▶ EXERCISE BRIEF
Print the items below word for word, without changing a single character.

▶ RECORDS FOR THIS TASK
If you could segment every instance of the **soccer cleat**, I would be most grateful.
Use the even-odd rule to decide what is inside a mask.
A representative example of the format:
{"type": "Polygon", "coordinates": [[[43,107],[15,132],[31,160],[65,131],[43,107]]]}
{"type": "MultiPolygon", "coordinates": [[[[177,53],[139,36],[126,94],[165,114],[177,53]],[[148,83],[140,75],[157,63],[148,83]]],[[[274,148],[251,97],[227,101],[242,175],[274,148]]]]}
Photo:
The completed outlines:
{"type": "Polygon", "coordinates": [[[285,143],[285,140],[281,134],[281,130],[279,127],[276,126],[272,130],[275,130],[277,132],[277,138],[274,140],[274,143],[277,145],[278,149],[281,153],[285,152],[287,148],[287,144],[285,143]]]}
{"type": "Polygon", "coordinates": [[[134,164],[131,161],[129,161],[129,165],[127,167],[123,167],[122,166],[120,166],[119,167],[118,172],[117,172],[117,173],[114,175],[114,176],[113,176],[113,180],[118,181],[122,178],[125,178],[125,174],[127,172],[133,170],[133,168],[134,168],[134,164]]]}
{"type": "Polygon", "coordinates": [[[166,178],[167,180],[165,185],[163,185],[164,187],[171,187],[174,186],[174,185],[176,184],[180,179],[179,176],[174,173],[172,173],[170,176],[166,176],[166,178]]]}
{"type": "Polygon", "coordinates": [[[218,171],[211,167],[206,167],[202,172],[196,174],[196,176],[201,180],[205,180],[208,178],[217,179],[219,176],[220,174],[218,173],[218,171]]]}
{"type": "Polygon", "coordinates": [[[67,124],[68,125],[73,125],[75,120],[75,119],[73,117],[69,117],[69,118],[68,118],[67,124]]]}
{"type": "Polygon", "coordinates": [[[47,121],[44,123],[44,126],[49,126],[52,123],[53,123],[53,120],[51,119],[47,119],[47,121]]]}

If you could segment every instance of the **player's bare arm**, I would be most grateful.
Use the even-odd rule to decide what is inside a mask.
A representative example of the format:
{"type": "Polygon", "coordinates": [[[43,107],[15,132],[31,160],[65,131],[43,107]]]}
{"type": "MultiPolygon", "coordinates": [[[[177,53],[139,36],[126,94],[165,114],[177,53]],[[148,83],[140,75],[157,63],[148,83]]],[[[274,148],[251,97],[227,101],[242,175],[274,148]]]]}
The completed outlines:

▶ RESPONSE BELOW
If you could segment every instance of the **soccer cleat**, I would be most grateful.
Use the even-odd rule to decide what is inside a mask.
A representative example of the format:
{"type": "Polygon", "coordinates": [[[43,107],[15,132],[31,160],[65,131],[43,107]]]}
{"type": "MultiPolygon", "coordinates": [[[[177,53],[139,36],[126,94],[165,114],[177,53]],[[148,83],[140,75],[157,63],[148,83]]],[[[274,148],[251,97],[227,101],[242,175],[274,148]]]]}
Photo:
The completed outlines:
{"type": "Polygon", "coordinates": [[[285,143],[285,140],[281,134],[281,130],[279,127],[276,126],[272,130],[275,130],[277,132],[277,138],[274,140],[274,143],[277,145],[278,149],[281,153],[285,152],[287,148],[287,144],[285,143]]]}
{"type": "Polygon", "coordinates": [[[134,164],[131,161],[129,161],[129,165],[127,167],[123,167],[122,166],[120,166],[119,167],[118,172],[117,172],[117,173],[114,175],[114,176],[113,176],[113,180],[118,181],[122,178],[125,178],[125,174],[127,172],[133,170],[133,168],[134,168],[134,164]]]}
{"type": "Polygon", "coordinates": [[[166,178],[167,180],[165,185],[163,185],[164,187],[171,187],[174,186],[174,185],[176,184],[180,179],[179,176],[174,173],[172,173],[170,176],[166,176],[166,178]]]}
{"type": "Polygon", "coordinates": [[[218,171],[211,167],[206,167],[202,172],[196,174],[196,176],[201,180],[205,180],[208,178],[217,179],[219,176],[220,174],[218,173],[218,171]]]}
{"type": "Polygon", "coordinates": [[[67,124],[68,125],[73,125],[75,120],[75,119],[73,117],[69,117],[69,118],[68,118],[67,124]]]}
{"type": "Polygon", "coordinates": [[[47,121],[44,123],[44,126],[49,126],[52,123],[53,123],[53,120],[51,119],[47,119],[47,121]]]}

If you could segment every instance of the **player's bare arm**, I would be most grateful.
Use the even-odd rule to decide what is inside a mask.
A representative example of the format:
{"type": "Polygon", "coordinates": [[[43,107],[15,132],[31,160],[65,131],[43,107]]]}
{"type": "MultiPolygon", "coordinates": [[[[177,53],[139,36],[126,94],[165,114],[177,53]],[[148,83],[140,75],[157,63],[148,83]]],[[[274,148],[251,97],[227,101],[242,175],[274,148]]]]}
The completed outlines:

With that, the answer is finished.